§ **GOAL OF THE EXERCISE**: Starting at the line that contains "Objective — one point per instance of the cabinet", copy each line through the end of the listing below. Include both ends and output nothing more.

start

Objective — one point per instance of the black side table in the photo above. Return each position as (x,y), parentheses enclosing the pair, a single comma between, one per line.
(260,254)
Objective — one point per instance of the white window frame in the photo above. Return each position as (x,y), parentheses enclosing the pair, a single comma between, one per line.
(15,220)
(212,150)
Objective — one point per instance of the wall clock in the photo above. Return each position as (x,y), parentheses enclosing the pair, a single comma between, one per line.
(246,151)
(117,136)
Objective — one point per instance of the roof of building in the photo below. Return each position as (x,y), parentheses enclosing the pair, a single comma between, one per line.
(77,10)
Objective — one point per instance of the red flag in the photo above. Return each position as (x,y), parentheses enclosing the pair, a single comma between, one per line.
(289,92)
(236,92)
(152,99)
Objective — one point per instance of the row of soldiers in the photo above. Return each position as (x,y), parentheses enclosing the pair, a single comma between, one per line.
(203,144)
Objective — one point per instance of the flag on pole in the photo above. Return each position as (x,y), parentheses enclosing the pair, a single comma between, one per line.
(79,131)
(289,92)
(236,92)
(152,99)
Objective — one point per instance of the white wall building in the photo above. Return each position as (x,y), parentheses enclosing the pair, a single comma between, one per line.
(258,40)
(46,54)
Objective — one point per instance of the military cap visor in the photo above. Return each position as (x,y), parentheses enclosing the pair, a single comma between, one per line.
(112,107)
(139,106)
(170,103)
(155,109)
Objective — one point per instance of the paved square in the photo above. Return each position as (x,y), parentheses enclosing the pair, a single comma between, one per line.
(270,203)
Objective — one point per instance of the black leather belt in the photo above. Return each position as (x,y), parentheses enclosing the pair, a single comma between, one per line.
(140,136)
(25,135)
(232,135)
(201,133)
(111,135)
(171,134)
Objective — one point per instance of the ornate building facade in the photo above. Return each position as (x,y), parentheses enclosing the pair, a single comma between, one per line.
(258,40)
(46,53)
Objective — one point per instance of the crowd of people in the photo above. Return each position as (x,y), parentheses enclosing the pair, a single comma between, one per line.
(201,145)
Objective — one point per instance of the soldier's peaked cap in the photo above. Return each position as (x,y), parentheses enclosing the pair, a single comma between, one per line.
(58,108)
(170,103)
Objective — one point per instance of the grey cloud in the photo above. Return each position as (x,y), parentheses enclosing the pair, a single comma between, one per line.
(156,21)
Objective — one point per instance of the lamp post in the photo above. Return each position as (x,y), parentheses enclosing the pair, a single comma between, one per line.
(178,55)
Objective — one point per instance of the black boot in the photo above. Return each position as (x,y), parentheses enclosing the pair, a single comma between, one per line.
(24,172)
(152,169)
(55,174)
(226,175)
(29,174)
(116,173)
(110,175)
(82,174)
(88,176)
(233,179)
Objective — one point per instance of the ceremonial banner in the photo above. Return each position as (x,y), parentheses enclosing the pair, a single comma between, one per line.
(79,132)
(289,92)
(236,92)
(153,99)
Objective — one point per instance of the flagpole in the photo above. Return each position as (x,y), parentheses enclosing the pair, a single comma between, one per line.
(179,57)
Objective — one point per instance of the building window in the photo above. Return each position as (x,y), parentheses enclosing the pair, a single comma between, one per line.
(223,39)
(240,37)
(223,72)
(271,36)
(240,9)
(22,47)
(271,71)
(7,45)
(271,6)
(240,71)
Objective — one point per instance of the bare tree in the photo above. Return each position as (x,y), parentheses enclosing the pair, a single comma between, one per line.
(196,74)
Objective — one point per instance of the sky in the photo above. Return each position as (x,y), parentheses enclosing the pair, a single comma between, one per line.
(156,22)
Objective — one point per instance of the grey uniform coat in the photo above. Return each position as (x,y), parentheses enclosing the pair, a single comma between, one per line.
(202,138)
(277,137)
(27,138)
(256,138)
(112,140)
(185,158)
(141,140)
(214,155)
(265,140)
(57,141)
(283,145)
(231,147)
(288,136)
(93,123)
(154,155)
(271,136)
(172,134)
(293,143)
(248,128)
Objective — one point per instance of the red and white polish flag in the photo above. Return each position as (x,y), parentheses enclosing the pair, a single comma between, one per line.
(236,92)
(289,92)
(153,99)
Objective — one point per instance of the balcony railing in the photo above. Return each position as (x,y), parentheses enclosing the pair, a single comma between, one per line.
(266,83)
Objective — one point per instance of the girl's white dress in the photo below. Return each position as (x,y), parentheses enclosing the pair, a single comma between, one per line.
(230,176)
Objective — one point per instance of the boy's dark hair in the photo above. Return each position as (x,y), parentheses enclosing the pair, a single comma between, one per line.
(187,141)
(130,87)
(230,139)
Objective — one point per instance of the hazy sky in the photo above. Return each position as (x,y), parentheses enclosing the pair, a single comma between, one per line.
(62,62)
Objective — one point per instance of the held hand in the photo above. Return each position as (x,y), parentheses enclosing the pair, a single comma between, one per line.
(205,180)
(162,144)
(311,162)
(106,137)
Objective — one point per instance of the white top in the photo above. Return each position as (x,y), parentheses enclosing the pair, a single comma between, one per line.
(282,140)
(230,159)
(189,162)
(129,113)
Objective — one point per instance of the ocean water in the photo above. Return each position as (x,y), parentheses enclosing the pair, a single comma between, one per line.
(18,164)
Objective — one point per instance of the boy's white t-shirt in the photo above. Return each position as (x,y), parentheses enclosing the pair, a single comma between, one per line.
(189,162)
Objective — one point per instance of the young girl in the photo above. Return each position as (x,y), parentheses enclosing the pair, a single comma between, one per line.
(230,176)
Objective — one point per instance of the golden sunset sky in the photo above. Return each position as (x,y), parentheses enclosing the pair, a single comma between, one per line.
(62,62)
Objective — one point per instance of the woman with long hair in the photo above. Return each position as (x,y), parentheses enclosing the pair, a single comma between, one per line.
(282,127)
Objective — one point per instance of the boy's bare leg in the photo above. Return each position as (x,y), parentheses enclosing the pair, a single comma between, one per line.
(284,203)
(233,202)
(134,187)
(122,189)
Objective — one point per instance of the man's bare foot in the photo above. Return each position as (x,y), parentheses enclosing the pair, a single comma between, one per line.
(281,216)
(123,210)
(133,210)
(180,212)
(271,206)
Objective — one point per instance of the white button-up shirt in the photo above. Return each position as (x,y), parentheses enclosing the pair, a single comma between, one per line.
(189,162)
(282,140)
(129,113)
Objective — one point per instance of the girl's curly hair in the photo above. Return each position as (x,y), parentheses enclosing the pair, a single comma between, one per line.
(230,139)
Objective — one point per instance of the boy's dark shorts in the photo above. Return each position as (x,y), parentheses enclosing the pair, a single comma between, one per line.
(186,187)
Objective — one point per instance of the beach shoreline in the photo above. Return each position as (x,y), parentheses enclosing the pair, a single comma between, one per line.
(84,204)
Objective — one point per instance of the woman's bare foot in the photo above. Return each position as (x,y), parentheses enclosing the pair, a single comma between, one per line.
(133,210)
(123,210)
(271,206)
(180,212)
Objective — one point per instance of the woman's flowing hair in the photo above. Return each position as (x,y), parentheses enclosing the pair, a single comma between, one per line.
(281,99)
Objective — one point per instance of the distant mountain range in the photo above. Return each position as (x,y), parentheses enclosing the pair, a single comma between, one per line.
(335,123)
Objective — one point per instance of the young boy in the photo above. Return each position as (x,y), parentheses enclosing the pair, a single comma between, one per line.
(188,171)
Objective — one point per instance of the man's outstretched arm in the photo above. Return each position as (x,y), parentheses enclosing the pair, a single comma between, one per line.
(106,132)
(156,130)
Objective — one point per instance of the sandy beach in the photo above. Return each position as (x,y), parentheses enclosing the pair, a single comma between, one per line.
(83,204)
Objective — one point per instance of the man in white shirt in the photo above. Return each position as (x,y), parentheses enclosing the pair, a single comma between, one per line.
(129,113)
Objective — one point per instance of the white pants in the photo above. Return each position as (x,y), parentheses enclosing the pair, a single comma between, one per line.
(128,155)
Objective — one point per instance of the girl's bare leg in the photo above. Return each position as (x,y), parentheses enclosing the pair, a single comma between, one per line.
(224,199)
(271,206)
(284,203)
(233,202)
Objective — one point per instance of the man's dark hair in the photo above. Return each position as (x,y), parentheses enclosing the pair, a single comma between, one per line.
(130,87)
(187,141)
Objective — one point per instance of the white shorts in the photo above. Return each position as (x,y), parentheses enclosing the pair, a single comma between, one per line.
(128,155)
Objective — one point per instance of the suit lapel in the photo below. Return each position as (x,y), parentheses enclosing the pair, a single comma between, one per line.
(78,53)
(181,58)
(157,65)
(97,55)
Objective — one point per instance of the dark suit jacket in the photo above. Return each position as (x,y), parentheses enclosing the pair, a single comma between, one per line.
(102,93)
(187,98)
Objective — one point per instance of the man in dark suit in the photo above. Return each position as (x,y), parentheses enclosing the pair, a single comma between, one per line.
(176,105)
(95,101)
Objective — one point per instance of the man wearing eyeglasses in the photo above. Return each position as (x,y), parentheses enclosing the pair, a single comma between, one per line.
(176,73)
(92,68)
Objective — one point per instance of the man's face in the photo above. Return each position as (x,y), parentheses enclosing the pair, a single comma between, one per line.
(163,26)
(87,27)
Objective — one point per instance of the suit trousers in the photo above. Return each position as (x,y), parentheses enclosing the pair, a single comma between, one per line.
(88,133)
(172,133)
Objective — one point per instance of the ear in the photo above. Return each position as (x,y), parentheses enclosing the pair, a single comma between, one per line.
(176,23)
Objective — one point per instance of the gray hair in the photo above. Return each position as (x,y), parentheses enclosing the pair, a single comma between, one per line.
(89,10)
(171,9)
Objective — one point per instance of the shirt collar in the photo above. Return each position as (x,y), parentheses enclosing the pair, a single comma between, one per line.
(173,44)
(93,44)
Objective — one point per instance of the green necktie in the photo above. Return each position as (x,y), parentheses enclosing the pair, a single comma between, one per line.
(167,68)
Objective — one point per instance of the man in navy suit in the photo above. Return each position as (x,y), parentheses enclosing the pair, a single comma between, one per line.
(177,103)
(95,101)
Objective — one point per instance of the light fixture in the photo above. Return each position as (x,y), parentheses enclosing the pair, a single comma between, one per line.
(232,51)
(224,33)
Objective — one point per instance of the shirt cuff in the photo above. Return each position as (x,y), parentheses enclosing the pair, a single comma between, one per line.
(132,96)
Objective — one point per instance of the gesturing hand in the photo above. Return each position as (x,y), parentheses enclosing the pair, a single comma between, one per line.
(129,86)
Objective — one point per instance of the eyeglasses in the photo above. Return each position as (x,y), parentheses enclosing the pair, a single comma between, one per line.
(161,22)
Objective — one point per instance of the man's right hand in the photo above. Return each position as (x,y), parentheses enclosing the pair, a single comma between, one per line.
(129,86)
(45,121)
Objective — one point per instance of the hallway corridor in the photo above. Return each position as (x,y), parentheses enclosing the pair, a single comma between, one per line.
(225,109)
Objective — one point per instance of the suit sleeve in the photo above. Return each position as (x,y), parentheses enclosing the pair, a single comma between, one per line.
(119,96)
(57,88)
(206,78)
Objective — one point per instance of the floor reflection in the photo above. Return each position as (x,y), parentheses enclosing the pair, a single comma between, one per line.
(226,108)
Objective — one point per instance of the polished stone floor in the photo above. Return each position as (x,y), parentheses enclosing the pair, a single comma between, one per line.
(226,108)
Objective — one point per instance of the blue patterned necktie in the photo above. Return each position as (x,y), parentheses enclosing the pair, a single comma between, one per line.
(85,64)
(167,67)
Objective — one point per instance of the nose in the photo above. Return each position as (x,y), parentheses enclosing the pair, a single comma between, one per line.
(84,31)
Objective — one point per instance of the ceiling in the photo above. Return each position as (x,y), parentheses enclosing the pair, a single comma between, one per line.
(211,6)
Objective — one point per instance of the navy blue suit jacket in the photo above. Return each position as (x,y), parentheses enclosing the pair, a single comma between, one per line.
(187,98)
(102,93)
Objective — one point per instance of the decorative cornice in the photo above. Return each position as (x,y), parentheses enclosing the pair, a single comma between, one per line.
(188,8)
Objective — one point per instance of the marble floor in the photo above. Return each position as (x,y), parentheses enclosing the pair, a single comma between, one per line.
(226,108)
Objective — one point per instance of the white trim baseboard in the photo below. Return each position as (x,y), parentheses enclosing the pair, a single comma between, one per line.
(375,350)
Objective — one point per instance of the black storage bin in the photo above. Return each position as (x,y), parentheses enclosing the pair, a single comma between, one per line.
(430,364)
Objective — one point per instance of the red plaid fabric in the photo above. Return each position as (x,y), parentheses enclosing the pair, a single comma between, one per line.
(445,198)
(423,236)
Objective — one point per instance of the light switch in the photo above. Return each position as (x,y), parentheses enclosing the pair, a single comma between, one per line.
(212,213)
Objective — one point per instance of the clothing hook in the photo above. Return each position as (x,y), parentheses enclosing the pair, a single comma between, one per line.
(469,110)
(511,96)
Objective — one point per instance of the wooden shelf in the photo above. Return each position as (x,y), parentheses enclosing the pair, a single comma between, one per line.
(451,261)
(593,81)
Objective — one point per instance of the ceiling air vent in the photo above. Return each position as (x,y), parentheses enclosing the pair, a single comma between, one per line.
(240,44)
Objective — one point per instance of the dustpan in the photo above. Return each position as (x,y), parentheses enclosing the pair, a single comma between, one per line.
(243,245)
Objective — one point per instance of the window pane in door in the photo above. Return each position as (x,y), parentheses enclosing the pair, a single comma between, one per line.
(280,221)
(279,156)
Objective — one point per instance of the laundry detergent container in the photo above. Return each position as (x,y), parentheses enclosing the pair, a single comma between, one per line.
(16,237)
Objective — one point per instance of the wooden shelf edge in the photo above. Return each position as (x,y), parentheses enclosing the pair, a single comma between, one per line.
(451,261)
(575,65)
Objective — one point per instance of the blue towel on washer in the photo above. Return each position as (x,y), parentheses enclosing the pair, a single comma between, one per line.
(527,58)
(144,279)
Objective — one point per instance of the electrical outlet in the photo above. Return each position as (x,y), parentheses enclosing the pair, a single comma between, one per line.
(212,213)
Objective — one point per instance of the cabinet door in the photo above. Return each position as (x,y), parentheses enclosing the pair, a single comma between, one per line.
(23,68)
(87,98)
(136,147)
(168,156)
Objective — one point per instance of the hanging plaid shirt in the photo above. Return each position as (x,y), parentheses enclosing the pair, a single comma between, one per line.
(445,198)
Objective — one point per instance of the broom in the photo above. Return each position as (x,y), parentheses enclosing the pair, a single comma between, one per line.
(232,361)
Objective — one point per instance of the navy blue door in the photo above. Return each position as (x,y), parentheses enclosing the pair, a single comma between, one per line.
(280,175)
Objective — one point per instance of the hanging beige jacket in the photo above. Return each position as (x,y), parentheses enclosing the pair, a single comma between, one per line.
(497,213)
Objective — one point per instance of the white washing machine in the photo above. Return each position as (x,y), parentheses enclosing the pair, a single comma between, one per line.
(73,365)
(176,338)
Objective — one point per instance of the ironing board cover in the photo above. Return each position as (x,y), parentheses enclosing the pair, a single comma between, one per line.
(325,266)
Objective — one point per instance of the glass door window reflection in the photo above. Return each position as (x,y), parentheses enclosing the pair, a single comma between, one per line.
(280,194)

end

§ **RESULT**:
Objective — one point per instance of the cabinet door in the photo above. Return each position as (x,y), parentheses enclosing the pair, a single comma between, one per line.
(23,68)
(87,98)
(136,147)
(168,156)
Objective — one point per instance of the hanging plaid shirt in the photo above. Return each position as (x,y), parentheses enclosing the pair, a single comma between, one per line.
(445,198)
Objective — one point per instance of the broom in the photo above. Return each position as (x,y), parentheses enclosing the pair, a single comma between, one per line.
(232,361)
Objective — one point per instance of the navy blue door in the photo above. Return each position as (x,y), parentheses enclosing the pair, a single comma between, one per line.
(280,175)
Objective — one point per instance of the hanging beige jacket in the photo above. Return each position as (x,y), parentheses enclosing the pair, a single comma between, one per line.
(497,213)
Objective — one point per instance of the white washing machine in the photo above. Return each position as (x,y), parentheses enclosing the pair, a single comma between, one per line.
(73,365)
(176,338)
Objective — one point per instance of the ironing board cover in the photo above. Return each position as (x,y), parentheses enclosing the pair, a single comma between, one per line.
(325,266)
Objective — one point per instance of the glass door window reflection in the photo above. Return each position as (x,y), parentheses enclosing the pair, a single comma between, one per line.
(280,194)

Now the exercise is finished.